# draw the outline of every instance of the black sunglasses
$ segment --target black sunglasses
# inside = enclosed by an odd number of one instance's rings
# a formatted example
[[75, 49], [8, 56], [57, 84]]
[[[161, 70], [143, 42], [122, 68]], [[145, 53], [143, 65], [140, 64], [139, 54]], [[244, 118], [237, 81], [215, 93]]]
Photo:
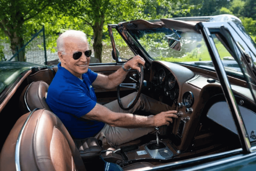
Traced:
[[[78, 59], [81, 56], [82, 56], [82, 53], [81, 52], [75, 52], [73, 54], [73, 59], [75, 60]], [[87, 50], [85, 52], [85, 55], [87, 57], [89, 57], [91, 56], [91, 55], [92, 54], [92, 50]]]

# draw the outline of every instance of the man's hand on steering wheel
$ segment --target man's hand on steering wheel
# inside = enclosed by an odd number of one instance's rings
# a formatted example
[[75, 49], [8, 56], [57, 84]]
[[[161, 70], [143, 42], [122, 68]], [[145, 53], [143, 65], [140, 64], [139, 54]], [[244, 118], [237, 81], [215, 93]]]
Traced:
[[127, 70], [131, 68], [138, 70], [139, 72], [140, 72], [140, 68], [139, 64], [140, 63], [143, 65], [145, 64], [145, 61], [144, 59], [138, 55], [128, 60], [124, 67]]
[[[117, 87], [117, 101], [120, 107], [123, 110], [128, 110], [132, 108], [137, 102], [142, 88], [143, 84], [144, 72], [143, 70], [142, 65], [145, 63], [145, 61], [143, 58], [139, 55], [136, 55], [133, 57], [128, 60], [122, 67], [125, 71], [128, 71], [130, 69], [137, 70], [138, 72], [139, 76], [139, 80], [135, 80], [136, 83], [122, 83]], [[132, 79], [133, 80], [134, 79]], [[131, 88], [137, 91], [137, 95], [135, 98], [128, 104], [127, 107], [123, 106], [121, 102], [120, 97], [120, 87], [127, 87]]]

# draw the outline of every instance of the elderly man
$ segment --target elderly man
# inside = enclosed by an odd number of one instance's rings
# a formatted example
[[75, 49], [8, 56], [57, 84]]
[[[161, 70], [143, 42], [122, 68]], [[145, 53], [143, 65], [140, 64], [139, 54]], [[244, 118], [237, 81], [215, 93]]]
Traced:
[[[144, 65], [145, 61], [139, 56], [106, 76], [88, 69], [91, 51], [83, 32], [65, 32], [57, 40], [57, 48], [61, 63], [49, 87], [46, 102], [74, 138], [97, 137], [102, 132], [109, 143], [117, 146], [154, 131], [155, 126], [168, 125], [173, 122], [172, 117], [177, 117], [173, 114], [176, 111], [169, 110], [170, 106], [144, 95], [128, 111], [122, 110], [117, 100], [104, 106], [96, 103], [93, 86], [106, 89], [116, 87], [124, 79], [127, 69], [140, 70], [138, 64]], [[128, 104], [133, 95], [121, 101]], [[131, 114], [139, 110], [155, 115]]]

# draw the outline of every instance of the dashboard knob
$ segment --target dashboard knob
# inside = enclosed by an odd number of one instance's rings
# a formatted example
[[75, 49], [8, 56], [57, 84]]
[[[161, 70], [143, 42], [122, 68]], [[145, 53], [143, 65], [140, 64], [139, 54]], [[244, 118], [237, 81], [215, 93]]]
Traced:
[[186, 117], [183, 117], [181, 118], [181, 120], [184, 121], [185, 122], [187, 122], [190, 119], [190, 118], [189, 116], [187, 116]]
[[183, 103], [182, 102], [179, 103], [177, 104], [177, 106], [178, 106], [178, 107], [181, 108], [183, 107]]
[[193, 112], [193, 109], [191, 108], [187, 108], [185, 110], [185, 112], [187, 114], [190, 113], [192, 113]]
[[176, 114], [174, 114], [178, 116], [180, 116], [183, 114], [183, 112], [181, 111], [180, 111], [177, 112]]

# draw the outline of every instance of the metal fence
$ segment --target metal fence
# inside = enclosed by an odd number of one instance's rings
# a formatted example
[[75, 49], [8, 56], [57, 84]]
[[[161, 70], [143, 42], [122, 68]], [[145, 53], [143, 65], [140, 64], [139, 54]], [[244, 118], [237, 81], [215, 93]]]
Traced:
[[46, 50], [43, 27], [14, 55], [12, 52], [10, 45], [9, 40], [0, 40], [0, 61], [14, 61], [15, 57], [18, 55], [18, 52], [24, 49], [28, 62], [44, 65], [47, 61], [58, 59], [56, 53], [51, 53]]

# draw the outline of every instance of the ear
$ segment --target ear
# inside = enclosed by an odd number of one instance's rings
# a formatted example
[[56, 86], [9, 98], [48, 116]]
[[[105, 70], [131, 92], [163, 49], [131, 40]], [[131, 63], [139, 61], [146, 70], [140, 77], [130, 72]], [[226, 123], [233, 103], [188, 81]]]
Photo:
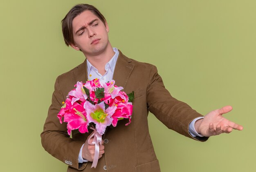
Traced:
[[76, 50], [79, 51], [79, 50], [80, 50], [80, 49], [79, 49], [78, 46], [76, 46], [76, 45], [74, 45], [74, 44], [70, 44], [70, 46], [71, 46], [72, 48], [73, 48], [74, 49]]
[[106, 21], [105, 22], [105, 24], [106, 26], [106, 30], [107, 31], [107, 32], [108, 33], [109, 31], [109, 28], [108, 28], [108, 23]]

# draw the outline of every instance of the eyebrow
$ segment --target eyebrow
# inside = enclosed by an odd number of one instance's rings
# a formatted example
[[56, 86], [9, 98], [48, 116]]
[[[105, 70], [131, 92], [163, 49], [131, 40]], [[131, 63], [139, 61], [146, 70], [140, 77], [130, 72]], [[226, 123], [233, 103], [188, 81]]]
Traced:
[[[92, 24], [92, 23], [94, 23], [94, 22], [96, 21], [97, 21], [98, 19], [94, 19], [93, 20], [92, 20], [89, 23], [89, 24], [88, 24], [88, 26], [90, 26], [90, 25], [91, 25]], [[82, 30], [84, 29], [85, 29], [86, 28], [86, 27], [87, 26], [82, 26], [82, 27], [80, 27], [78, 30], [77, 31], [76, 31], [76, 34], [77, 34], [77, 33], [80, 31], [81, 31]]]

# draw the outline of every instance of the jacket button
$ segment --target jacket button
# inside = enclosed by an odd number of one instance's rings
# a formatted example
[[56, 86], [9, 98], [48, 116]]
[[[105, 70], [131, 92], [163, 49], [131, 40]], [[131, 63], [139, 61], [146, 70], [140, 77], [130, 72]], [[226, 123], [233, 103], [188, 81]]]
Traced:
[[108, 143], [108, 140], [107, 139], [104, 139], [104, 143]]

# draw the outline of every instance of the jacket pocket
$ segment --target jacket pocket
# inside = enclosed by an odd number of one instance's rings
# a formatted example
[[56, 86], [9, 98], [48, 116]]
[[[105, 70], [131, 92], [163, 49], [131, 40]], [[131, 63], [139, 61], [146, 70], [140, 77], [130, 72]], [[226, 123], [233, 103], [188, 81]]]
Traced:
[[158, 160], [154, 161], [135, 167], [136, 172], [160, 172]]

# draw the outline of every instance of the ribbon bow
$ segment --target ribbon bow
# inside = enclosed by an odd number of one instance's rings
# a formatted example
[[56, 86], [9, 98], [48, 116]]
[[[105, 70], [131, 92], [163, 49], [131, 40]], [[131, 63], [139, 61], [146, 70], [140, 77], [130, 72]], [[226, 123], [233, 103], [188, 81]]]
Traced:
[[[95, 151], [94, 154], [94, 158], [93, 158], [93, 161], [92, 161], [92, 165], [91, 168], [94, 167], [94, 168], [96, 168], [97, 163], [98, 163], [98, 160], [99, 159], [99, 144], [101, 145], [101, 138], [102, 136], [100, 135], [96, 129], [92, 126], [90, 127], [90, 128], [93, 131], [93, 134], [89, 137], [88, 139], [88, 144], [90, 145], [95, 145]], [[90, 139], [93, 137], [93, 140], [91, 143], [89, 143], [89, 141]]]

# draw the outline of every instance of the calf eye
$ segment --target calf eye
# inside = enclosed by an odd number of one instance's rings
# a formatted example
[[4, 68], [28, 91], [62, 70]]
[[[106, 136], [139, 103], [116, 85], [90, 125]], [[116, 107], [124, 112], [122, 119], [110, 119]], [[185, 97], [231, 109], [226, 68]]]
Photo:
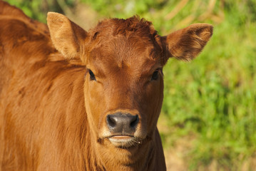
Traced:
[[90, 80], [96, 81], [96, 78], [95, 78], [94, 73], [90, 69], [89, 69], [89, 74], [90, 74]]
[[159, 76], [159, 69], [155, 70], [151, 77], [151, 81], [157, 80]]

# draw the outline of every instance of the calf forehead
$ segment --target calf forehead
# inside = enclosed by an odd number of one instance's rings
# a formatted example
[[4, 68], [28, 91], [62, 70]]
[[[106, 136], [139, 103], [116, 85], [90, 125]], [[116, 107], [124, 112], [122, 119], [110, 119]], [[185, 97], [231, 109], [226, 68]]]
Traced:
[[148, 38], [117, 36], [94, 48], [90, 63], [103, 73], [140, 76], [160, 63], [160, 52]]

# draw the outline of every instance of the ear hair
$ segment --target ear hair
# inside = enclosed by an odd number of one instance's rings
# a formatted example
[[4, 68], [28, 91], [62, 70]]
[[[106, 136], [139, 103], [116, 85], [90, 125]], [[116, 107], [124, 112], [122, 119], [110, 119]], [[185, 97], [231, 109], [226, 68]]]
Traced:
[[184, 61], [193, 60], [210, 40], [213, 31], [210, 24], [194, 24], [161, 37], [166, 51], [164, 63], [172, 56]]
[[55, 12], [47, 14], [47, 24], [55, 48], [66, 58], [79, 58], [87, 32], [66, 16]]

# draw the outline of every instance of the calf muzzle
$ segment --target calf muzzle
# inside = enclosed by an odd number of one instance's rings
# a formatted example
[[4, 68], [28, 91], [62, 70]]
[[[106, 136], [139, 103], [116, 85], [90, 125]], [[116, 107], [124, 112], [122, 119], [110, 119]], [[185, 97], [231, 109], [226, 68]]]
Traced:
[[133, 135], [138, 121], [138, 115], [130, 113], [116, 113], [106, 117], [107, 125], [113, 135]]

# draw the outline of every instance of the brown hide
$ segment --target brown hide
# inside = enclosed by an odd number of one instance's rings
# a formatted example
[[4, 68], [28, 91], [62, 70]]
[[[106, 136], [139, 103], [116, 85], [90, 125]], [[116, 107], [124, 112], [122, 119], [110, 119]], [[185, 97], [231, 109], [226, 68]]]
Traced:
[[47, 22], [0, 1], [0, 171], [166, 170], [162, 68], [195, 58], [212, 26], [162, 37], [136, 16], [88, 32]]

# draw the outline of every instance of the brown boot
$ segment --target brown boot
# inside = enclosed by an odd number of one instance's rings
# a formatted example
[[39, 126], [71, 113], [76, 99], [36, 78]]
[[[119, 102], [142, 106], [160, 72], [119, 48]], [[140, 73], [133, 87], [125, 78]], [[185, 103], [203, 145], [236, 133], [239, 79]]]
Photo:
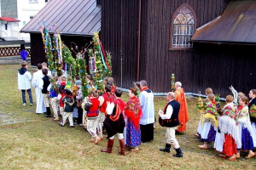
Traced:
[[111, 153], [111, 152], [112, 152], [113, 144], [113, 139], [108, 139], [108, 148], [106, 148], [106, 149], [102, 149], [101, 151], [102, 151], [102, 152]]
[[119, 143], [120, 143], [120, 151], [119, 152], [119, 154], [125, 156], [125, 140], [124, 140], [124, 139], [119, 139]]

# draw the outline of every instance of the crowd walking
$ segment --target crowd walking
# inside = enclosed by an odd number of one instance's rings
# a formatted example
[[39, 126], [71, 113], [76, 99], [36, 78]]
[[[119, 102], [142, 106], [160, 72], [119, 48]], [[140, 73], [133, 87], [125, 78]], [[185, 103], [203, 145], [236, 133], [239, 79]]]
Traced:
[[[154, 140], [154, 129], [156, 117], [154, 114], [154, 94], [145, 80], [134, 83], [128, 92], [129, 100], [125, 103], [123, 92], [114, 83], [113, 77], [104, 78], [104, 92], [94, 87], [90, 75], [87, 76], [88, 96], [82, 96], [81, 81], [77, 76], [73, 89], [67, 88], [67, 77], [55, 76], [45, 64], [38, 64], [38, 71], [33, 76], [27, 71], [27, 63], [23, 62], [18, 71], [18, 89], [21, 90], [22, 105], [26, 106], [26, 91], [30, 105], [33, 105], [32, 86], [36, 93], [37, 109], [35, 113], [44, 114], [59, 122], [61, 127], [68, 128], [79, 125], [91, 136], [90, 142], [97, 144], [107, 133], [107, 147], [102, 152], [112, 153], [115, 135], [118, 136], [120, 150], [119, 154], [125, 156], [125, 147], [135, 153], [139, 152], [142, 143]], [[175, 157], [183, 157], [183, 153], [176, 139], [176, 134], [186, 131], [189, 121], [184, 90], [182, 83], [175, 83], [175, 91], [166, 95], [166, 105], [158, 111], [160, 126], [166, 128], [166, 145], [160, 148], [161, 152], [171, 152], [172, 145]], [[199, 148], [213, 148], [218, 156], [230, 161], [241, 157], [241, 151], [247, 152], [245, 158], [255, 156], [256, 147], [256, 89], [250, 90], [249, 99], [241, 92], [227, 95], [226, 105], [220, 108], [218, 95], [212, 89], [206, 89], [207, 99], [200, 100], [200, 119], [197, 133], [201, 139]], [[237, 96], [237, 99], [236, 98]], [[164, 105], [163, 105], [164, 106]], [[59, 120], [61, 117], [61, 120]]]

════

**Task details**
Could you return, unchanged, the lines between the one holding "# draw the outline of every instance of the metal" and the one holding "28], [108, 23]]", inclusive, leaving out any picture?

**Answer to this exercise**
# draw the outline of every instance of the metal fence
$ segment --target metal fence
# inside = enclosed by an odd number of one instance's rings
# a formatted example
[[75, 49], [8, 56], [57, 84]]
[[[161, 70], [143, 42], [122, 68]], [[145, 53], [143, 65], [140, 64], [139, 54]], [[244, 118], [237, 81], [215, 93]]]
Traced:
[[46, 50], [43, 27], [14, 55], [12, 52], [10, 45], [9, 40], [0, 40], [0, 61], [14, 61], [15, 57], [18, 55], [18, 52], [24, 49], [28, 62], [44, 65], [47, 61], [58, 59], [56, 53], [51, 53]]

# draw the outline of every instance of the ear
$ segment --target ear
# inside = enclosed by an odd number of one instance's rings
# a formatted example
[[56, 86], [9, 98], [48, 116]]
[[[105, 70], [131, 92], [163, 49], [131, 40]], [[131, 63], [139, 61], [146, 70], [140, 77], [130, 72]], [[226, 123], [233, 103], [188, 81]]]
Photo:
Traced:
[[76, 50], [79, 51], [79, 50], [80, 50], [80, 49], [79, 49], [78, 46], [76, 46], [76, 45], [74, 45], [74, 44], [70, 44], [70, 46], [71, 46], [72, 48], [73, 48], [74, 49]]
[[106, 21], [105, 22], [105, 24], [106, 26], [106, 30], [107, 31], [107, 32], [108, 33], [109, 31], [109, 28], [108, 28], [108, 23]]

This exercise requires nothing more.